*Problem*:
Retype the lines of the records below, starting at the line containing "[locate] headlight (give" and continuing to the end of the records, with every character unchanged.

Excerpts of location labeling data

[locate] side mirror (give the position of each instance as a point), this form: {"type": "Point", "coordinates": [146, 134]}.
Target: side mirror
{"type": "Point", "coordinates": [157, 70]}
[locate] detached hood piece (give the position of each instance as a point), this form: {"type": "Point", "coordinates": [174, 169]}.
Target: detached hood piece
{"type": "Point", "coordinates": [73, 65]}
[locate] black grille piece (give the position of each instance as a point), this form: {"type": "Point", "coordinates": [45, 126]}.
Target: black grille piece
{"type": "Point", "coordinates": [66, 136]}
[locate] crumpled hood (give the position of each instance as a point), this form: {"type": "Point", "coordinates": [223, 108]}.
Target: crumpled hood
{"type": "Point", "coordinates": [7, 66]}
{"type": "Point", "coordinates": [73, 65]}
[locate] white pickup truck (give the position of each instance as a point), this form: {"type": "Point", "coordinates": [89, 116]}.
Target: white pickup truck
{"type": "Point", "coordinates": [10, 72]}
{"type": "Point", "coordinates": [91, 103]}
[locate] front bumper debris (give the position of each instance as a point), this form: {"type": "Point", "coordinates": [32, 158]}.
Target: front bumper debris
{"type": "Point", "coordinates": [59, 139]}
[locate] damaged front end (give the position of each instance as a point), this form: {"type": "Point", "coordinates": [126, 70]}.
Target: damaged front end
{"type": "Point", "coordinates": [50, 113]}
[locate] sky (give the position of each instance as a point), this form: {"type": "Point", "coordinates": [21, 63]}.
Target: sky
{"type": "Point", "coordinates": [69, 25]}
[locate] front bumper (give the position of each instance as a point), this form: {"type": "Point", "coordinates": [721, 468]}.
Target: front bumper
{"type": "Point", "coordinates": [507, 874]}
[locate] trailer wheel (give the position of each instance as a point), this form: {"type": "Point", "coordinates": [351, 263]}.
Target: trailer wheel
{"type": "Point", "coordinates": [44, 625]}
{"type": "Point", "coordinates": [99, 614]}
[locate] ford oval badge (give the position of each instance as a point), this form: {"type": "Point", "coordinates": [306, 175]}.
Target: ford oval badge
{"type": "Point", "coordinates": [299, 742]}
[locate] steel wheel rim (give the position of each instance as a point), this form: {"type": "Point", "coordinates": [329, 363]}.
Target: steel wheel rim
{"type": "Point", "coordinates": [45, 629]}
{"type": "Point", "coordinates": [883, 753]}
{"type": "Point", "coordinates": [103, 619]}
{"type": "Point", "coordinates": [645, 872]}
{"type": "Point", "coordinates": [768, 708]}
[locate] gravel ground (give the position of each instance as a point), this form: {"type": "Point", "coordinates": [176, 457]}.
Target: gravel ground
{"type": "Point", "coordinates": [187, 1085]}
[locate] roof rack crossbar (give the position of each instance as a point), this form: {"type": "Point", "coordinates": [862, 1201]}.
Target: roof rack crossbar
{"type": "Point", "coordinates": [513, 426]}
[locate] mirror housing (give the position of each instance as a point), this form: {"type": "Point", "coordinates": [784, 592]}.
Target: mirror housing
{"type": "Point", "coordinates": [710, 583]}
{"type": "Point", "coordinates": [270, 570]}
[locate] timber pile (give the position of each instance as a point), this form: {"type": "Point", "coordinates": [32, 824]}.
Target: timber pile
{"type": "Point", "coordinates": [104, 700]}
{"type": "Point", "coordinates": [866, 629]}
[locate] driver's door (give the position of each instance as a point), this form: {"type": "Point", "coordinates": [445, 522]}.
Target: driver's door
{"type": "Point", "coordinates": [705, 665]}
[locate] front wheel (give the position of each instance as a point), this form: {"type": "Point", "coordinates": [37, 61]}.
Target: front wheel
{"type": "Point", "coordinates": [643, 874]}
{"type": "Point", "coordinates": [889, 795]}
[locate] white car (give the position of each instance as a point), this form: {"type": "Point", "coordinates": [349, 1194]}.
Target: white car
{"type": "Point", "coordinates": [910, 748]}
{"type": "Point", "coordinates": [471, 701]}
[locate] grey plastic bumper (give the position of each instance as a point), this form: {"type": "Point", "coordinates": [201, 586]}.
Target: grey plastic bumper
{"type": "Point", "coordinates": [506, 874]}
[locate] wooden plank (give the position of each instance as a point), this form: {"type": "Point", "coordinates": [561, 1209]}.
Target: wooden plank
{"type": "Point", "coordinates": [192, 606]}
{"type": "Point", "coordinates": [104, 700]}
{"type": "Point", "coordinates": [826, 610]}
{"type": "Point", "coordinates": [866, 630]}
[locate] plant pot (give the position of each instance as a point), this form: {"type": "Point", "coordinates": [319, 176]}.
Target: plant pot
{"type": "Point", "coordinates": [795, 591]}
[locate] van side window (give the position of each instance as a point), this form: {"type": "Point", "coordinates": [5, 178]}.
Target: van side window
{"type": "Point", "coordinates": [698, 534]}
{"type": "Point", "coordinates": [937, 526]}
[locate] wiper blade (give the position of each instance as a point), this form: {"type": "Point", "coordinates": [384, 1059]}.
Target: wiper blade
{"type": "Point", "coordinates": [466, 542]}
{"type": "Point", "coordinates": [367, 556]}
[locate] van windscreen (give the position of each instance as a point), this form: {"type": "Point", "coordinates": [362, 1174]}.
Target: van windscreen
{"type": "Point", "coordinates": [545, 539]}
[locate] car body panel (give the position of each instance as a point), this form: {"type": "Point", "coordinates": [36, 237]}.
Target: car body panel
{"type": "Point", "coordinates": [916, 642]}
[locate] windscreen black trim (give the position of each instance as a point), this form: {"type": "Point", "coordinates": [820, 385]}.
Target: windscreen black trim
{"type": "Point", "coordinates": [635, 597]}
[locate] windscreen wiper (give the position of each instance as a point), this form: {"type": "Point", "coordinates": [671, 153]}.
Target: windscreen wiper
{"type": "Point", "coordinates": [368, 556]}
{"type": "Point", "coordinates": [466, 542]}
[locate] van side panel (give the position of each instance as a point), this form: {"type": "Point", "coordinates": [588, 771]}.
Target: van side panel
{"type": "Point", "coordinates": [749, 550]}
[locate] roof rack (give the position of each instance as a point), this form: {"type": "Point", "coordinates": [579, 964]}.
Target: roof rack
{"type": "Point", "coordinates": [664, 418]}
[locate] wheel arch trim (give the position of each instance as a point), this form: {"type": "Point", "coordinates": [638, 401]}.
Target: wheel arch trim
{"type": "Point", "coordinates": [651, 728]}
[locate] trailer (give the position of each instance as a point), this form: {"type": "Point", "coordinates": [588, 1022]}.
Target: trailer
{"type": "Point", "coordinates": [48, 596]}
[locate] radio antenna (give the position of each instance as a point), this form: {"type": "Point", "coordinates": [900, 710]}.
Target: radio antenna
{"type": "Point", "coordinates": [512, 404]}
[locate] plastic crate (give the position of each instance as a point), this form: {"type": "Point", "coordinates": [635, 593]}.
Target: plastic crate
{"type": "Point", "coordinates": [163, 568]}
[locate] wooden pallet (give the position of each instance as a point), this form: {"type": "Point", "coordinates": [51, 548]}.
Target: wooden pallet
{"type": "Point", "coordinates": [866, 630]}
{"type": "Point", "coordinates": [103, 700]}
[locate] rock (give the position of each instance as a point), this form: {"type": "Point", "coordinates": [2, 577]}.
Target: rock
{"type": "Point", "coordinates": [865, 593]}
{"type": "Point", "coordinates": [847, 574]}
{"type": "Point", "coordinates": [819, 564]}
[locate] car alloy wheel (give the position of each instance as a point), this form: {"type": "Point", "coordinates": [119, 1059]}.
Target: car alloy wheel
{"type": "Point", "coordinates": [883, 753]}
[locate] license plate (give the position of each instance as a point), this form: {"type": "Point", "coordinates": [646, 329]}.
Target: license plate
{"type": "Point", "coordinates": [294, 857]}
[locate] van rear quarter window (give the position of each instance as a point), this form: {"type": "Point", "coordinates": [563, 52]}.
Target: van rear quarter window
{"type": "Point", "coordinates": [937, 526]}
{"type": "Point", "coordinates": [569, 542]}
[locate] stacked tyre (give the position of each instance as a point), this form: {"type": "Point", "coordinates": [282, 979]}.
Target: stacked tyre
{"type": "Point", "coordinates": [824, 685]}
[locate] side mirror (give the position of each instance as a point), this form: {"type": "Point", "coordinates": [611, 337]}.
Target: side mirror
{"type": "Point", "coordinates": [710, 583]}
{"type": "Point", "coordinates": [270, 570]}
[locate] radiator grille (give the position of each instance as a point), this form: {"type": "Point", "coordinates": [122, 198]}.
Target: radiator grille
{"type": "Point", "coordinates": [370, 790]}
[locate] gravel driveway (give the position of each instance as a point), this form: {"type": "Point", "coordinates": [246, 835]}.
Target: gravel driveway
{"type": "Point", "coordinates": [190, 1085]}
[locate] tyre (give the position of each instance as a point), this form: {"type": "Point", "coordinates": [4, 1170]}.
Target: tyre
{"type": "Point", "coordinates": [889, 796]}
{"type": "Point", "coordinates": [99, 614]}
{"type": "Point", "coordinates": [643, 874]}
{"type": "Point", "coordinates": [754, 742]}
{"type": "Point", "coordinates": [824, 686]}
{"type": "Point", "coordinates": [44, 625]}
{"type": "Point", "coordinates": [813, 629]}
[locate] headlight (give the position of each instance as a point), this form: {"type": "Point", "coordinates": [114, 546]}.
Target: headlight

*Worked solution*:
[locate] headlight (give the position of each instance as a point), this form: {"type": "Point", "coordinates": [114, 546]}.
Target: headlight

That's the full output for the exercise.